Items from a collection:
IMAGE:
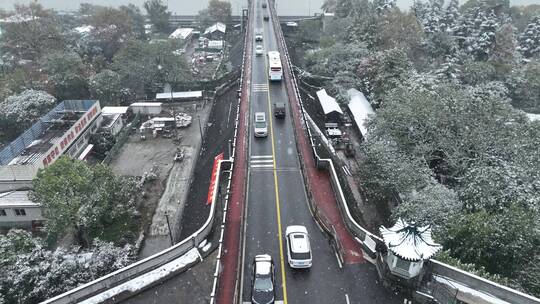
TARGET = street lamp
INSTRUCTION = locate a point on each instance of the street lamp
(169, 227)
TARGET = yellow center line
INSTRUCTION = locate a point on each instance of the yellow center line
(276, 188)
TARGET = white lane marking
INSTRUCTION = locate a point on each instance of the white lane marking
(262, 166)
(261, 156)
(262, 161)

PROBLEM TO WORK ON:
Shift every point coordinate in the answers up by 36, and write out all the lines of the items again with the requests included. Leave the pictures out.

EXERCISE OUTPUT:
IMAGE:
TARGET = street lamp
INSTRUCTION = locate a point on each instance of the street lamp
(205, 263)
TARGET = yellow center line
INSTRUCTION = locate a point on each instance of the yellow center line
(312, 224)
TARGET = white lane marking
INSTRUCTION = locate a point on each instance of the white lane marking
(298, 202)
(297, 192)
(298, 197)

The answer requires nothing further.